- **EXERCISE INSTRUCTIONS**
Write out the whole listing again, exactly.

- **DATA EXTRACTS**
===============
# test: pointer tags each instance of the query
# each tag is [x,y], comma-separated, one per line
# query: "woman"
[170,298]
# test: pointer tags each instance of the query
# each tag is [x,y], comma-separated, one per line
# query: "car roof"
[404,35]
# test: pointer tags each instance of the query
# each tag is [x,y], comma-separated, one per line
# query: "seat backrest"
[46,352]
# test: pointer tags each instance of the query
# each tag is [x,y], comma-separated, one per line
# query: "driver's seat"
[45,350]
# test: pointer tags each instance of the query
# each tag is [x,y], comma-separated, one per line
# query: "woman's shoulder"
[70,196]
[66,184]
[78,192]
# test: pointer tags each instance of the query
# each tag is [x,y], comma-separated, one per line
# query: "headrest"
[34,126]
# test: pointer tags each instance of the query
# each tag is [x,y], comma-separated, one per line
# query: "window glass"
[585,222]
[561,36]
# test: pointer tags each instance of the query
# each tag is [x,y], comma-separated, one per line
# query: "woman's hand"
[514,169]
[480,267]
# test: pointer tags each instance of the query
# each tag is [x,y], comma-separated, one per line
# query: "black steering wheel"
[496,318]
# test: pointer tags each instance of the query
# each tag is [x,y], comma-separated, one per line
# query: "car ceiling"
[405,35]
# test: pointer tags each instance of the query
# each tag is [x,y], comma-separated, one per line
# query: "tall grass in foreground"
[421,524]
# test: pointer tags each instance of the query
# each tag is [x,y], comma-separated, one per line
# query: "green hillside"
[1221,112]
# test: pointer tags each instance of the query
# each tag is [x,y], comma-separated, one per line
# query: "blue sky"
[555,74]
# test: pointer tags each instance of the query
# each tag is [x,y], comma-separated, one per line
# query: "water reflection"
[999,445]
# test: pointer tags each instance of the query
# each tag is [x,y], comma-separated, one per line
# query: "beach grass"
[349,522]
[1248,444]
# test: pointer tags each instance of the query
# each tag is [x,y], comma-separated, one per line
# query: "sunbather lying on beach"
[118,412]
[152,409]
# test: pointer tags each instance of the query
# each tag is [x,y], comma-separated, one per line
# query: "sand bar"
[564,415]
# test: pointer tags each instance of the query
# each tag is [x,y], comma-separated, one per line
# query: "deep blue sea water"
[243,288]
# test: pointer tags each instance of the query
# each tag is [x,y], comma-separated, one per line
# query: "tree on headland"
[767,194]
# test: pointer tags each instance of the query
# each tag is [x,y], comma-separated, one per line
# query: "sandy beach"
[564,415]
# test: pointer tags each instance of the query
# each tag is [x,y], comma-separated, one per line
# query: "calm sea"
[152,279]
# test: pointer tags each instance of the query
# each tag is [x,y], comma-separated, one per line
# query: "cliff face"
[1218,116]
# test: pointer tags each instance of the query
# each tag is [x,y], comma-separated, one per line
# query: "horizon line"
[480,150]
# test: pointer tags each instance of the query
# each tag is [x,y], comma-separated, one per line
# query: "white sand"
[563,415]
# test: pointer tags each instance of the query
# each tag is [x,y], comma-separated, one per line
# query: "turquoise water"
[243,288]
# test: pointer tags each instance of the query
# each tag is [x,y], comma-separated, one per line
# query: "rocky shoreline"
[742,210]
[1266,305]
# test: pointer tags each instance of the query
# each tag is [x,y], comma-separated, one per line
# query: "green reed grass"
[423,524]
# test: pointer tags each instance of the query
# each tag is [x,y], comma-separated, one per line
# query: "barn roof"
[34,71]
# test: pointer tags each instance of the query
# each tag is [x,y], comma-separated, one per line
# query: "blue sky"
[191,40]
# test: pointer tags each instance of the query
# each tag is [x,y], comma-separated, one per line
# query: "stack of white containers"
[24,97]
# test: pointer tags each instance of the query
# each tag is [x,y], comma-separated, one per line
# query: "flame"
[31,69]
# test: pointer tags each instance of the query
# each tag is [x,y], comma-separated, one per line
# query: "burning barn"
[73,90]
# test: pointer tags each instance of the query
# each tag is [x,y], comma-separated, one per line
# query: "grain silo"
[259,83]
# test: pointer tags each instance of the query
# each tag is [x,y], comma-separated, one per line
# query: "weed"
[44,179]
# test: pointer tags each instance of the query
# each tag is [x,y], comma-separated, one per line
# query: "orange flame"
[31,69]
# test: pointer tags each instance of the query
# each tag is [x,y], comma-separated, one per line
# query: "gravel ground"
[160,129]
===============
- **RESULT BELOW**
# test: pointer tags each instance of the query
# each tag is [x,y], comma-separated, one per line
# query: "woman"
[170,298]
# test: pointer tags each instance of the query
# each tag is [x,y], comma-separated, one per line
# query: "car roof"
[404,35]
# test: pointer tags each instance of the query
# each tag is [x,y], comma-separated, one per line
# query: "seat backrest"
[46,352]
# test: pointer tags each instance of the query
# each tag is [x,y], comma-separated, one per line
# query: "driver's seat"
[45,350]
# test: pointer tags each instance of the query
# each tag is [x,y], comma-separated, one per line
# query: "woman's shoulder"
[70,196]
[66,184]
[78,192]
# test: pointer tags each instance of the query
# each tag is [x,y], comma-separated, one per line
# query: "headrest"
[34,126]
# test: pointer tags each instance of the query
# each tag is [x,y], comma-separated, one per line
# query: "window glass"
[585,222]
[561,36]
# test: pointer tags each instance of the query
# each tag is [x,y], comma-separated, one per line
# query: "woman's hand"
[514,169]
[480,267]
# test: pointer tags each instance of the query
# each tag is [x,y], comma-separated, one per line
# query: "black steering wheel"
[496,318]
# test: pointer tags each instance of the query
# each tag is [x,y], comma-separated, one per line
# query: "car ceiling"
[405,35]
# test: pointer tags each instance of the query
# each tag is [x,y], comma-separated, one per line
# query: "tall grass in foreground"
[421,524]
# test: pointer tags each instance of the query
# each tag is [x,y], comma-separated, one per line
# query: "green hillside"
[1221,112]
# test: pointer tags each instance of the query
# each tag is [x,y], comma-separated, one per line
# query: "blue sky"
[555,74]
# test: pointer tags each instance of the query
# each tag is [x,y], comma-separated, one per line
# query: "water reflection"
[999,445]
# test: pointer tags each instance of the query
# each tag is [x,y], comma-separated, one per line
# query: "beach grass"
[349,522]
[1248,444]
# test: pointer tags each instance of the query
# each tag is [x,y], comma-separated, one per line
# query: "sunbather lying on beach"
[118,412]
[152,409]
# test: pointer tags each instance of the query
# each tag is [x,y], comma-separated, one per line
# query: "sand bar"
[564,415]
# test: pointer tags each instance of the query
# each tag is [x,y], comma-separated, one per line
# query: "deep blue sea water"
[243,288]
# test: pointer tags each instance of the query
# each tag is [x,y], comma-separated, one per line
# query: "tree on headland"
[767,194]
# test: pointer tags each instance of the query
# each tag is [x,y], comma-separated, one per line
# query: "sandy beach"
[564,415]
# test: pointer tags each instance of the query
# each tag is [x,y], comma-separated, one per line
# query: "calm sea"
[152,279]
# test: pointer tags each instance of the query
# each tag is [x,y], comma-separated, one per line
# query: "cliff face"
[1218,116]
# test: pointer tags each instance of the query
# each tag is [x,y], comma-separated, one per line
# query: "horizon line"
[480,150]
# test: pointer tags each instance of the query
# each tag is [x,y], comma-separated, one per line
# query: "white sand"
[563,415]
# test: pointer tags each instance of the query
# each tag is [x,y], comma-separated, one per line
# query: "turquoise water"
[243,288]
# test: pointer tags each instance of the query
# each tag is [x,y], comma-separated, one per line
# query: "rocky shoreline"
[742,210]
[1266,305]
# test: pointer tags each instance of the query
# each tag is [x,y], comma-separated, one per line
# query: "green reed grass"
[423,524]
# test: pointer tags each instance of the query
# each tag is [x,y], comma-separated, one per line
# query: "barn roof"
[34,71]
# test: pointer tags each instance of the query
# each tag is [x,y], comma-separated, one per line
# query: "blue sky"
[191,40]
# test: pointer tags each instance of the query
# each tag is [x,y], comma-separated, one per line
# query: "stack of white containers"
[24,97]
# test: pointer tags each instance of the query
# each tag is [x,y], comma-separated, one per line
# query: "flame"
[31,69]
# test: pointer tags each instance of the query
# each tag is [x,y], comma-separated, one per line
# query: "burning barn"
[73,90]
# test: pointer tags each instance of the query
# each tag is [x,y], comma-separated, one per line
# query: "grain silo"
[259,83]
# test: pointer tags each instance of the query
# each tag is [x,y], comma-separated, one per line
# query: "weed"
[44,179]
# test: pointer tags each instance of the query
# each tag is [x,y], comma-separated, one per line
# query: "orange flame"
[31,69]
# test: pointer tags each instance of the query
# each tag is [x,y], comma-separated, one per line
# query: "gravel ground"
[160,129]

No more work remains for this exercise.